### WRITTEN INSTRUCTION
Gather every line in the listing below that contains the word "topiary", and copy each of those lines in full.

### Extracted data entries
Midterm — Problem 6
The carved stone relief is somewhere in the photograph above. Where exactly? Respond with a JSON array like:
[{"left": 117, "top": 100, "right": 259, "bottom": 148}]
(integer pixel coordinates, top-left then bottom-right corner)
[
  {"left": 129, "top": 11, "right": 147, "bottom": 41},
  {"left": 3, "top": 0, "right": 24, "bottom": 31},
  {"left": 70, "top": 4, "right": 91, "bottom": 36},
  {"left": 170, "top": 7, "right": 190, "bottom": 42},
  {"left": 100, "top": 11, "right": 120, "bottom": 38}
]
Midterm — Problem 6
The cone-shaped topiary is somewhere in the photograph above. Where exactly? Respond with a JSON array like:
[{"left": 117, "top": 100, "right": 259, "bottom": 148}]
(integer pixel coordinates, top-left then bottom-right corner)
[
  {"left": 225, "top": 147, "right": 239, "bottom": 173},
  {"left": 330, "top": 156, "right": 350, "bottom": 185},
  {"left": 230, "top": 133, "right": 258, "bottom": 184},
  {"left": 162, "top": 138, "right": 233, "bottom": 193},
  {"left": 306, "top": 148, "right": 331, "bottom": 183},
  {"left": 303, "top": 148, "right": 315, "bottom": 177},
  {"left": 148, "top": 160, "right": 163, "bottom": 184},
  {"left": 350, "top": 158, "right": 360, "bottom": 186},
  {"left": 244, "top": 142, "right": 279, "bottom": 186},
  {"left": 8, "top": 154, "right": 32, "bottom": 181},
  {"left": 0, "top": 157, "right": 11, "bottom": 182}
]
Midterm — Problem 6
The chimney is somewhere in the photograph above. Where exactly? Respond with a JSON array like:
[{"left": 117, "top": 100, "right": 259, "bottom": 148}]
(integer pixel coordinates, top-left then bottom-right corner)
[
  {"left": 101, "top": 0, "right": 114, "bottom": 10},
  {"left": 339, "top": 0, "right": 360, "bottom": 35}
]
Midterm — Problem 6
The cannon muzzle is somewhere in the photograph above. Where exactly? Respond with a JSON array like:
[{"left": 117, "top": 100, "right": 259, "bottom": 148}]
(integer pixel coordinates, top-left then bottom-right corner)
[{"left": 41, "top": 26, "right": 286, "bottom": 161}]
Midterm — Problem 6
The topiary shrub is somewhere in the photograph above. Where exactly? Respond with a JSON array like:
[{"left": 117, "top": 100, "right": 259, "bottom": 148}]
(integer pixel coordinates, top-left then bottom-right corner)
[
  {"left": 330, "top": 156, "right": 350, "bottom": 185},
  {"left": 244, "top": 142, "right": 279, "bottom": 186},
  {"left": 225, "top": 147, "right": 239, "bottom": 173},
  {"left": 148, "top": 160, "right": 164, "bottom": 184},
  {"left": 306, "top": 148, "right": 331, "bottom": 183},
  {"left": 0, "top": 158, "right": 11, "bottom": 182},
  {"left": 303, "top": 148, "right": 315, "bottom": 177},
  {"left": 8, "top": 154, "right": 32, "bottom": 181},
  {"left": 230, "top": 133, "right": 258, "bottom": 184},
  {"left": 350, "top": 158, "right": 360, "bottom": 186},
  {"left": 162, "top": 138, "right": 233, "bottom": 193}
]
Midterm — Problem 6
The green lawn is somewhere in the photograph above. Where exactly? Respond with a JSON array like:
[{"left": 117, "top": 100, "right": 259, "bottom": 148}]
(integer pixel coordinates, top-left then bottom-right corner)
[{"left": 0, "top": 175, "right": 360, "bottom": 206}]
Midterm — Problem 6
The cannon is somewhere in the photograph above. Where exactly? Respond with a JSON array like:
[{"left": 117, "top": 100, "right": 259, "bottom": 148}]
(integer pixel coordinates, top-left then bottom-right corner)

### FINISHED TASK
The cone-shaped topiary is somewhere in the photograph above. Where exactly? Respond with a JSON array like:
The topiary shrub is somewhere in the photograph above. Where exactly? Respond with a JSON array like:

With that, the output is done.